EXERCISE OBJECTIVE: Restate word for word the lines in the listing below, starting at the line containing "TARGET: the castle" and ending at the line containing "TARGET: the blue sea", both included; leave out the rest.

DATA EXTRACTS:
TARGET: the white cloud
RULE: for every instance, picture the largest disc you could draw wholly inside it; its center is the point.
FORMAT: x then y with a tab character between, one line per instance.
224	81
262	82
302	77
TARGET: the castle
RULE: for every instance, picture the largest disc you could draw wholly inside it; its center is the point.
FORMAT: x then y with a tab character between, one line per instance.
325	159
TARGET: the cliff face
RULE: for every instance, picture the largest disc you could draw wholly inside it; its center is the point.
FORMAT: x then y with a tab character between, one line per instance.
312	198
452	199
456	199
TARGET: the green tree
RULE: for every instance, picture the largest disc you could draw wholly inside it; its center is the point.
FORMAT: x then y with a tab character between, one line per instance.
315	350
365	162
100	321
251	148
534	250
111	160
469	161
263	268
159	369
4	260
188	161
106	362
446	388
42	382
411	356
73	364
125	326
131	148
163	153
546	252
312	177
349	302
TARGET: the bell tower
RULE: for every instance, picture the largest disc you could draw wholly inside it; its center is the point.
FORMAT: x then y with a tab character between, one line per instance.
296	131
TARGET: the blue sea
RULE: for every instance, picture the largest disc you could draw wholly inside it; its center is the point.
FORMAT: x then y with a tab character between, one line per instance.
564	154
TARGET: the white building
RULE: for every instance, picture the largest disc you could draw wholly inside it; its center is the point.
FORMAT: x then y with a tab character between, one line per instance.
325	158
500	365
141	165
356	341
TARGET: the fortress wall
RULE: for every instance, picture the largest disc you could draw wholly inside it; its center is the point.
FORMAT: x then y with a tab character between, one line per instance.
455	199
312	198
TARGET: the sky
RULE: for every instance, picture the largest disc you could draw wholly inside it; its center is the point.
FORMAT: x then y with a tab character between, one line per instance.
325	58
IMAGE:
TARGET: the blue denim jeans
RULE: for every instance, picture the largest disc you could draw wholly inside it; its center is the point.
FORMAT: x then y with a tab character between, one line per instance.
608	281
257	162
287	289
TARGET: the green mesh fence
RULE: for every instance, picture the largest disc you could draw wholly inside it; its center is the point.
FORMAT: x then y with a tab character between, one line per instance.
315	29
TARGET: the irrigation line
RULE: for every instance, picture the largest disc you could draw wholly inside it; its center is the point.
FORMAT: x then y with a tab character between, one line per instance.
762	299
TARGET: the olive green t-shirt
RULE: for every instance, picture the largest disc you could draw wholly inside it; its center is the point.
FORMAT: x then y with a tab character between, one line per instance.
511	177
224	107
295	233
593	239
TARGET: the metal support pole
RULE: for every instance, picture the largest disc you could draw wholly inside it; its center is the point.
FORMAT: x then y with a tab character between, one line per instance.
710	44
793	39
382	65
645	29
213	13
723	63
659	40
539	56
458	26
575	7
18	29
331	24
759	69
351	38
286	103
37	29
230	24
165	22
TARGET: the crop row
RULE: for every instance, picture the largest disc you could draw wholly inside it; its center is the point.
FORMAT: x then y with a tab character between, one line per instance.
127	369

RESPONSE AREA:
TARGET: the castle
RULE: for every instance, picture the largest disc you could draw wholly inside it; its center is the point.
FORMAT: x then y with a tab character between, one line per instance.
325	159
TARGET: the cliff face
RULE: for every instance, picture the largest disc you could draw wholly inside it; its center is the point.
FORMAT: x then y with a tab character between, one line per instance.
312	198
452	199
456	199
TARGET: the green tree
RULE: for every instance, picture the largest disc you could draw wholly inside it; its center is the point.
FORMAT: x then y with a tab character between, one line per instance.
315	350
365	162
100	321
251	148
534	250
111	160
469	161
263	268
159	369
4	260
188	161
106	362
446	388
42	382
411	356
73	364
125	326
131	148
163	153
546	252
312	177
349	302
TARGET: the bell tower
RULE: for every instance, picture the largest disc you could draw wholly inside it; its center is the point.
FORMAT: x then y with a tab character between, one line per instance.
296	131
TARGET: the blue sea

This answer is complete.